# Aumann Vintage Lawn Tractor Auction



## Bob Driver (Nov 1, 2017)

Here's a couple of links to two Aumann Auctions on 11/11 and 11/12 in Nokomis. IL. There's some pretty unusual lawn tractors in both auctions. The one that caught my eye is Lot # 123 in the 11/11 auction. It's a Gravely Westchester out of the early 60's. Been to dozens of big time vintage lawn tractor shows and I've only seen one.

*Gravely Westchester*









11/11 Auction

11/12 Auction


----------



## SidecarFlip (Mar 25, 2021)

Got a bunch of nice Cubs. You gonna buy anything?


----------



## Bob Driver (Nov 1, 2017)

SidecarFlip said:


> Got a bunch of nice Cubs. You gonna buy anything?


To busy with the 6x6 project and the Son just called and said the Bronco will be here this weekend....


----------



## SidecarFlip (Mar 25, 2021)

You have way more motivation than I do. I'm busy refurbishing a used and abused bio mass stove I picked up on Facebook Marketplace.


----------



## unsquidly (Jul 13, 2021)

Bob Driver said:


> Here's a couple of links to two Aumann Auctions on 11/11 and 11/12 in Nokomis. IL. There's some pretty unusual lawn tractors in both auctions. The one that caught my eye is Lot # 123 in the 11/11 auction. It's a Gravely Westchester out of the early 60's. Been to dozens of big time vintage lawn tractor shows and I've only seen one.
> 
> *Gravely Westchester*
> View attachment 75491
> ...



This is a new one on me......Never seen one but looks cool.....


----------



## unsquidly (Jul 13, 2021)

Wow..........There are a lot of great projects in that auction.......Holy smokes, I could spend a ton there and have way more to do then I do now........LOL Some very nice old project tractors there.....That is only about 3 hour drive for me......Hmmmmmmm


----------



## Bob Driver (Nov 1, 2017)

unsquidly said:


> Wow..........There are a lot of great projects in that auction.......Holy smokes, I could spend a ton there and have way more to do then I do now........LOL Some very nice old project tractors there.....That is only about 3 hour drive for me......Hmmmmmmm


Amen to that Brother.... This damn "rusty iron jones" is worse than crack. There's some good ones in both auctions, but obviously there are some guys out there that know what that Westchester Gravely is worth..... I'm guessing at least $5K +


----------



## unsquidly (Jul 13, 2021)

- _Information provided_
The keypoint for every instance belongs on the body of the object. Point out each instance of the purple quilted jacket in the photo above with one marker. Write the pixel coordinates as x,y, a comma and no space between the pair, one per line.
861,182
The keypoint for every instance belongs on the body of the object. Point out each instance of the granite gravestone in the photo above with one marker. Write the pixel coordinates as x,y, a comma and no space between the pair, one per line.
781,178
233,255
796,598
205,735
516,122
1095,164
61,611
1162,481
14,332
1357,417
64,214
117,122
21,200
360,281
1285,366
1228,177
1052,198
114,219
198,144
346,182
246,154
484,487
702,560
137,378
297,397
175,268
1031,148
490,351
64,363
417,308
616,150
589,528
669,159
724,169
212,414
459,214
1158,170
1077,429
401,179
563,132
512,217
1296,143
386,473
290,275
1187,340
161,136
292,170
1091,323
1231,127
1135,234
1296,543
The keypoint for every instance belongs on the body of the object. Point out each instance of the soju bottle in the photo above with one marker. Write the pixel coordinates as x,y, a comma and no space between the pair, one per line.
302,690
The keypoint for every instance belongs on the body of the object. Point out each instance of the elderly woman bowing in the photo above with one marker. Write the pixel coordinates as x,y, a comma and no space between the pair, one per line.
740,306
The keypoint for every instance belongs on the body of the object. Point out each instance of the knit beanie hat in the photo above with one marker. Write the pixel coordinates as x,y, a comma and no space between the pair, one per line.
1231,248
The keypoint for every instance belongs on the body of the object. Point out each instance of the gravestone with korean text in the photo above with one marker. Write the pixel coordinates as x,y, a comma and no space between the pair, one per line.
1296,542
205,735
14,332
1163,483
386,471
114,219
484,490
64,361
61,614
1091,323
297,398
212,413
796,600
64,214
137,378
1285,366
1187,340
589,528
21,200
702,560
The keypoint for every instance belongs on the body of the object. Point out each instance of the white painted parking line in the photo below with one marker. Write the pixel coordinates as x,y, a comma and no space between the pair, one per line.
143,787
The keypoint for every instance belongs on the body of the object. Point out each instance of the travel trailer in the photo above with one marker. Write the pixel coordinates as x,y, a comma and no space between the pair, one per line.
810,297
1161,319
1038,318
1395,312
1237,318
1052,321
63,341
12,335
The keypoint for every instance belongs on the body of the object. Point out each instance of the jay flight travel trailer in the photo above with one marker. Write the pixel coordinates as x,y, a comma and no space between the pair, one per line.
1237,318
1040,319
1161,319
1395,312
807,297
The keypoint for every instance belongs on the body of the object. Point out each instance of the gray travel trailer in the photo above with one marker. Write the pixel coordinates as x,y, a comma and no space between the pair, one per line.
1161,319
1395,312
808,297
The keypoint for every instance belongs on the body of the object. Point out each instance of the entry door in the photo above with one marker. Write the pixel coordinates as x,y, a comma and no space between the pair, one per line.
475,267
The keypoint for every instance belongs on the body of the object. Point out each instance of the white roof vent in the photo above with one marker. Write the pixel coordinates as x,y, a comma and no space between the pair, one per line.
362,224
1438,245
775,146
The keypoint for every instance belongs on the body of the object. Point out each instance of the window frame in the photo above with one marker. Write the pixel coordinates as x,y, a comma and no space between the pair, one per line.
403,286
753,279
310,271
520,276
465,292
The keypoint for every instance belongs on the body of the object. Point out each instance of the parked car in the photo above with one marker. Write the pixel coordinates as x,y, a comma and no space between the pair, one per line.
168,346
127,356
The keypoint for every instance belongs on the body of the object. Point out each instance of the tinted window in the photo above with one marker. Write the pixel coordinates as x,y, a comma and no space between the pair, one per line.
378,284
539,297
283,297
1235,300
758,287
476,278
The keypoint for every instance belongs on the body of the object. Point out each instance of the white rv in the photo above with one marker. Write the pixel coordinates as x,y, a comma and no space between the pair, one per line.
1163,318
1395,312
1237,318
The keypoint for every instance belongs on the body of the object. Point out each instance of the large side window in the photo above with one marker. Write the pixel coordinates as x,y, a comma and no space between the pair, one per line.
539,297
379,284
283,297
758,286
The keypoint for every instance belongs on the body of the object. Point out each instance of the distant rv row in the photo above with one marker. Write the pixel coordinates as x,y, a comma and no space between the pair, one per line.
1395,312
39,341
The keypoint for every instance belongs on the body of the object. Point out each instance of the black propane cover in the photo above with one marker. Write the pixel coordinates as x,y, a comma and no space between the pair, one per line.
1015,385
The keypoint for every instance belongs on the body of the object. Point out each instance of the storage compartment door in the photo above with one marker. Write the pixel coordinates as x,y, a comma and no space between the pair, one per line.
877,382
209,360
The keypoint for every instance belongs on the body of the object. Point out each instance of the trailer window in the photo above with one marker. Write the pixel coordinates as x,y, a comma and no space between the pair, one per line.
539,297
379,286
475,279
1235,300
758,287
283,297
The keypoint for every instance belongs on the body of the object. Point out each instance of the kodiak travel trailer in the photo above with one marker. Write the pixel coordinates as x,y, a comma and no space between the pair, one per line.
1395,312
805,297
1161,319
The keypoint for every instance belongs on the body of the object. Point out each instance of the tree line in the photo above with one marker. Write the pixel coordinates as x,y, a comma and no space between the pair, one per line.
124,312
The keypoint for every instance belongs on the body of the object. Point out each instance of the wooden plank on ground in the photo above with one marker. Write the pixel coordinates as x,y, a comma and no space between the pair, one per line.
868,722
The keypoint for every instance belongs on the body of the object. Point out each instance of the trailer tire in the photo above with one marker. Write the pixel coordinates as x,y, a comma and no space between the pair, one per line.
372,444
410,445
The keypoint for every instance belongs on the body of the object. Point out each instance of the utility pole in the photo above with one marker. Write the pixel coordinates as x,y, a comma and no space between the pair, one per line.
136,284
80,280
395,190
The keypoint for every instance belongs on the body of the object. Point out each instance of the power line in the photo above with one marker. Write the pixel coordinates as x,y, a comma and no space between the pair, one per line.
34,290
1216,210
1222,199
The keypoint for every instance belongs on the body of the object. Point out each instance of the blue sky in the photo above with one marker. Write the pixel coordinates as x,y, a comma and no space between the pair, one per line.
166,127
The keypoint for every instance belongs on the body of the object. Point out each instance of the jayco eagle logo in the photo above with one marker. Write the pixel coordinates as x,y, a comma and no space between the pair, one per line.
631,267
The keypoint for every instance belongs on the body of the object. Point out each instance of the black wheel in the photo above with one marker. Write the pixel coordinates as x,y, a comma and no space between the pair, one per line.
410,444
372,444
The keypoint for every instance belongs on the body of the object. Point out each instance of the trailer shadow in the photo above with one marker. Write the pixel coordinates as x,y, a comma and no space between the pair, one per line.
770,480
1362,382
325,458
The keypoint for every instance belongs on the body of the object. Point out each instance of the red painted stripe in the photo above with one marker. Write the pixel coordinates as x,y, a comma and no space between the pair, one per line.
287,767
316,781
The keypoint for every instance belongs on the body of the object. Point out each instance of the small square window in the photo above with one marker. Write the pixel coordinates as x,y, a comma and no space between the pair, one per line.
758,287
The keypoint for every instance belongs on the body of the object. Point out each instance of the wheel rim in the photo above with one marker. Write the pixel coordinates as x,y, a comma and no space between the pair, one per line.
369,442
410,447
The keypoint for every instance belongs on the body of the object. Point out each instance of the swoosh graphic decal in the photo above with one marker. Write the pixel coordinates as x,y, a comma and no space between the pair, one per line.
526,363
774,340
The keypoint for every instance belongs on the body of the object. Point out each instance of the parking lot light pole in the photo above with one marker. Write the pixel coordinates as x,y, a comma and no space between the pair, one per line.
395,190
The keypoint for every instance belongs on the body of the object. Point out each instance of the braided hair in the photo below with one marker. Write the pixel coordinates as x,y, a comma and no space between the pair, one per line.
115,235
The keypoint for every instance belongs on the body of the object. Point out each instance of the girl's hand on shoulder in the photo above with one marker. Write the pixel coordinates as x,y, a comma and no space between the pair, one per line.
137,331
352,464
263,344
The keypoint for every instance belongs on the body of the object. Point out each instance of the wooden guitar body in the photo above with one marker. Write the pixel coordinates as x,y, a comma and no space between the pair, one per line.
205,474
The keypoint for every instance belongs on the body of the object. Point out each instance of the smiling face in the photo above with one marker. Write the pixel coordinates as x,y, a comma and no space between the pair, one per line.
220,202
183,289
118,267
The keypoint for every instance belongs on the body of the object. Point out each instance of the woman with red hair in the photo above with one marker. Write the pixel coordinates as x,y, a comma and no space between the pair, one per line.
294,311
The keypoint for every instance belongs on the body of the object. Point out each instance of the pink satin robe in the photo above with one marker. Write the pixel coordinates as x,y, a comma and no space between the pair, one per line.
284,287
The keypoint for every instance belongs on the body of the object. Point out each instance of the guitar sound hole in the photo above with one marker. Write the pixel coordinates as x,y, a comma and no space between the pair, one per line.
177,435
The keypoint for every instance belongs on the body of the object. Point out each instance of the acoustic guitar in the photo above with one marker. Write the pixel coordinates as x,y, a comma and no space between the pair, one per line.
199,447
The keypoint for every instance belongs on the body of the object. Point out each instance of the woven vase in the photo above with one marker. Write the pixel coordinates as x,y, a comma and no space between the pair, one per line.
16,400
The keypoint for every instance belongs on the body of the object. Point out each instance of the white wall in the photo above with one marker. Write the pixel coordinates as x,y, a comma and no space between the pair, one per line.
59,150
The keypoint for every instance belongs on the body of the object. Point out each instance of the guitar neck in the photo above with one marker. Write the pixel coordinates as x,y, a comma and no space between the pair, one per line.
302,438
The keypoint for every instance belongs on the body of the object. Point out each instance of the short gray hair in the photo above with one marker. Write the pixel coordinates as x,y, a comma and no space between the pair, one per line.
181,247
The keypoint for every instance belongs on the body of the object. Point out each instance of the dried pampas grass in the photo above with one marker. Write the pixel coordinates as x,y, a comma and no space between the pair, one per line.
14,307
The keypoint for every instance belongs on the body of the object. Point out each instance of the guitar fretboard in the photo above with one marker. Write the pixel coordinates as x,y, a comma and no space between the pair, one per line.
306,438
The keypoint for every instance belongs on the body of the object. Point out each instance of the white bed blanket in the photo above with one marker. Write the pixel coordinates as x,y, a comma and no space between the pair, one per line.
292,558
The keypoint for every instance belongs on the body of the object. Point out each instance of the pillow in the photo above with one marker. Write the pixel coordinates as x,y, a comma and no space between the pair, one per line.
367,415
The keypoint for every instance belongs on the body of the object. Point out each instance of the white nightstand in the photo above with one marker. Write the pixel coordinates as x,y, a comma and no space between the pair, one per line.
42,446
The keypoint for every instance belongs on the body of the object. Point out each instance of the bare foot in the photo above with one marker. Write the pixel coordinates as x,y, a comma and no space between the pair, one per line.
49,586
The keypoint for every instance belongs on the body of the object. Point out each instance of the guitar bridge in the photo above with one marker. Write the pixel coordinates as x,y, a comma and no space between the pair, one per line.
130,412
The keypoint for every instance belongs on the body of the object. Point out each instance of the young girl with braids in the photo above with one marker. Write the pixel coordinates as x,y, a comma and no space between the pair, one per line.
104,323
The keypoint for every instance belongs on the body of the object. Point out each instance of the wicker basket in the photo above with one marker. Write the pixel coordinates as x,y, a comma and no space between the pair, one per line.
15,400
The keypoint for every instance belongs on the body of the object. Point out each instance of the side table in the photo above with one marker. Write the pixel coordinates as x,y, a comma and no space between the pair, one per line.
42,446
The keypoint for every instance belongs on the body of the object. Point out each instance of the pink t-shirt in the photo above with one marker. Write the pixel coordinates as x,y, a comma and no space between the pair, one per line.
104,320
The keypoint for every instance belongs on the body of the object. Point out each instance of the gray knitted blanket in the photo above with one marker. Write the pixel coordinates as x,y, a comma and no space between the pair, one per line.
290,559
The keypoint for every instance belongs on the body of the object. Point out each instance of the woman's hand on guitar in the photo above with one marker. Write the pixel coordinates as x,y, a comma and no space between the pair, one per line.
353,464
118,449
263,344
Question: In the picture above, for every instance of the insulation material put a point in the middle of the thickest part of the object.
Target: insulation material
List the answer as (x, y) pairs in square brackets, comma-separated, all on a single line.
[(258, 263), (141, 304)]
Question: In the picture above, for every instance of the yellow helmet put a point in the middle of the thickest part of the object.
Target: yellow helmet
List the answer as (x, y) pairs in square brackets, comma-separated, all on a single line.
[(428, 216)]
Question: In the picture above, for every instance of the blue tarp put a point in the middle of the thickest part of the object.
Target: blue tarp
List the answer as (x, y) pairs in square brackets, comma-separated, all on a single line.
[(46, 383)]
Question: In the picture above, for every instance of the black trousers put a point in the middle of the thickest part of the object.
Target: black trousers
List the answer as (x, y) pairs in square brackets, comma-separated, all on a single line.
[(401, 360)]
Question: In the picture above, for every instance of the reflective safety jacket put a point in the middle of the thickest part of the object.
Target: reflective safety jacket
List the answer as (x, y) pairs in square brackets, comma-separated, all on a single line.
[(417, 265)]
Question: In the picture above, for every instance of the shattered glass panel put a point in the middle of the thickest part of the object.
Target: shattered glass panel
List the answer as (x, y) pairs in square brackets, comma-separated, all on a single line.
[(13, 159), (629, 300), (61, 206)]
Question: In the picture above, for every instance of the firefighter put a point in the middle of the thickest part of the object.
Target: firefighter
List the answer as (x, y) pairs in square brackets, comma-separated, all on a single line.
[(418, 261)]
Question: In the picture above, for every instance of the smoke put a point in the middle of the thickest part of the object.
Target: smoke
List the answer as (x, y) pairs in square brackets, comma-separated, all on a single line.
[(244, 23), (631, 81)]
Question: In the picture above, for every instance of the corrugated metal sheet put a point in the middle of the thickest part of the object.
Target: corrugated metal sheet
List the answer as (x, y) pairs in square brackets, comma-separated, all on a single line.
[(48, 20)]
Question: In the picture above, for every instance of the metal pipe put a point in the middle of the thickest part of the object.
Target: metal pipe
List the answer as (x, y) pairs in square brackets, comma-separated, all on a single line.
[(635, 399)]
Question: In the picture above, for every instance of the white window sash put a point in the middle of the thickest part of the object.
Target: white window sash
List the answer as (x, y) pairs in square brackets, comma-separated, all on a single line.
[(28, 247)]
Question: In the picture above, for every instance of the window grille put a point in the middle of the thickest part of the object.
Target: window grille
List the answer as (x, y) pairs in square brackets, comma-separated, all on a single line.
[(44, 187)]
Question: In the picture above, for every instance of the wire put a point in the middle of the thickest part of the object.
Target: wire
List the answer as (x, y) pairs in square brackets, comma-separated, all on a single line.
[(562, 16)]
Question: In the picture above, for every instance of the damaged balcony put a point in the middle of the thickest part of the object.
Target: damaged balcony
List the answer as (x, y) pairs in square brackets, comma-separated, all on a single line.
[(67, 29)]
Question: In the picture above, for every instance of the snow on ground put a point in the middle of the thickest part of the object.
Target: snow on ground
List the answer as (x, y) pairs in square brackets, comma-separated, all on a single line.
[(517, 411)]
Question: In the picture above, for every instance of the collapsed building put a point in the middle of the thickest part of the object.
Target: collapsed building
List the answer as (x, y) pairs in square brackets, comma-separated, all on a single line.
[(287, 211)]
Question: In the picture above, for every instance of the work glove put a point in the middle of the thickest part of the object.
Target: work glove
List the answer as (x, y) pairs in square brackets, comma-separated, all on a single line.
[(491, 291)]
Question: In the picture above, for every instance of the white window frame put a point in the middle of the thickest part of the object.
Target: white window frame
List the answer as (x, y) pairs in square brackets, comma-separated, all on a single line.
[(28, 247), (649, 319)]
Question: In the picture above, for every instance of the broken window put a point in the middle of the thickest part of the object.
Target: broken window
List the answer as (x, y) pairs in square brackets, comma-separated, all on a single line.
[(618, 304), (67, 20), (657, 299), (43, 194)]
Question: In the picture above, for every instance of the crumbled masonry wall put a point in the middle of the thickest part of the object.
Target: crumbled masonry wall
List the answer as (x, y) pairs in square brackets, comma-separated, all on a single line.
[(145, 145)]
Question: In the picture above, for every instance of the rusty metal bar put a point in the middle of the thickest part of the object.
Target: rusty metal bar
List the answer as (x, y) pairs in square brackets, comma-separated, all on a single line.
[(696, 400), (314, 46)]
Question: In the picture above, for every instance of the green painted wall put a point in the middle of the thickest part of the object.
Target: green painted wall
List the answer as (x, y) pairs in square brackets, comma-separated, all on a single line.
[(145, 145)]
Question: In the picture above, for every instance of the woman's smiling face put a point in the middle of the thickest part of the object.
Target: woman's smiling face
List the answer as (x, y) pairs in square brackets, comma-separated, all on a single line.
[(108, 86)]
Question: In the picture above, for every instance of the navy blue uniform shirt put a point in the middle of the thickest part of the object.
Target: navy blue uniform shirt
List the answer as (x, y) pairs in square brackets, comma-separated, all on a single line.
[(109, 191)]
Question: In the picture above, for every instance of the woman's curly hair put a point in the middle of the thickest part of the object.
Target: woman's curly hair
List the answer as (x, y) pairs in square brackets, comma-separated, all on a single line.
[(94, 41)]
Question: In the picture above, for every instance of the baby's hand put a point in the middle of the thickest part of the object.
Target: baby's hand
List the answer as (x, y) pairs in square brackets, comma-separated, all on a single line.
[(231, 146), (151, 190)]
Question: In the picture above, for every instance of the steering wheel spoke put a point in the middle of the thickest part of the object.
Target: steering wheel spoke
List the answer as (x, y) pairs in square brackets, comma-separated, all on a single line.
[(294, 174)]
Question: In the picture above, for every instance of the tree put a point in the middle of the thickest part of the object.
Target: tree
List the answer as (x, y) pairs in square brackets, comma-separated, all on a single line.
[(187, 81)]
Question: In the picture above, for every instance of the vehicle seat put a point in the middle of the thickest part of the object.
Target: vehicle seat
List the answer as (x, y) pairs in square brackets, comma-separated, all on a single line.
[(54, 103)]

- _Problems and tasks_
1) Render this sentence from the lawn tractor auction thread into Spanish: "There's some pretty unusual lawn tractors in both auctions."
2) Answer these questions from the lawn tractor auction thread:
(a) What lot number is the Gravely Westchester in the 11/11 auction?
(b) Where did SidecarFlip pick up the bio mass stove?
(c) About how long a drive is the auction for unsquidly?
3) Pick up the lawn tractor auction thread at its last line and write the next post.
The material can be set aside; nothing here depends on it.

- _Outputs in order_
1) Hay algunos tractores cortacésped bastante inusuales en ambas subastas.

2)
(a) Lot # 123
(b) Facebook Marketplace
(c) About 3 hours

3)
I am not so much interested in that as I would be some of the others......Been a long time since I have seen a MM lawn tractor and I sure do love them old Case lawn tractors.....That rear engine Wheel Horse would be neat also.....And about 15 or 20 more on there......LOL.....I could fill up some empty space in one of my barns with new projects there......LOL


----------



## Bob Driver (Nov 1, 2017)

unsquidly said:


> I am not so much interested in that as I would be some of the others......Been a long time since I have seen a MM lawn tractor and I sure do love them old Case lawn tractors.....That rear engine Wheel Horse would be neat also.....And about 15 or 20 more on there......LOL.....I could fill up some empty space in one of my barns with new projects there......LOL


Yep.... There's some pretty good pickins' on some of those Cases, MM's, and Allis-Chalmers. I've already started on all of my "winter projects", otherwise I'd be bidding on some of this stuff. That Westchester is like the J Model Duesenburg of lawn mowers...


----------



## SidecarFlip (Mar 25, 2021)

I'll take the Duecy, pizz on the lawnmowers Bob..


----------



## FredM (Nov 18, 2015)

SidecarFlip said:


> I'll take the Duecy, pizz on the lawnmowers Bob..


Too right, stuff the mowers!!.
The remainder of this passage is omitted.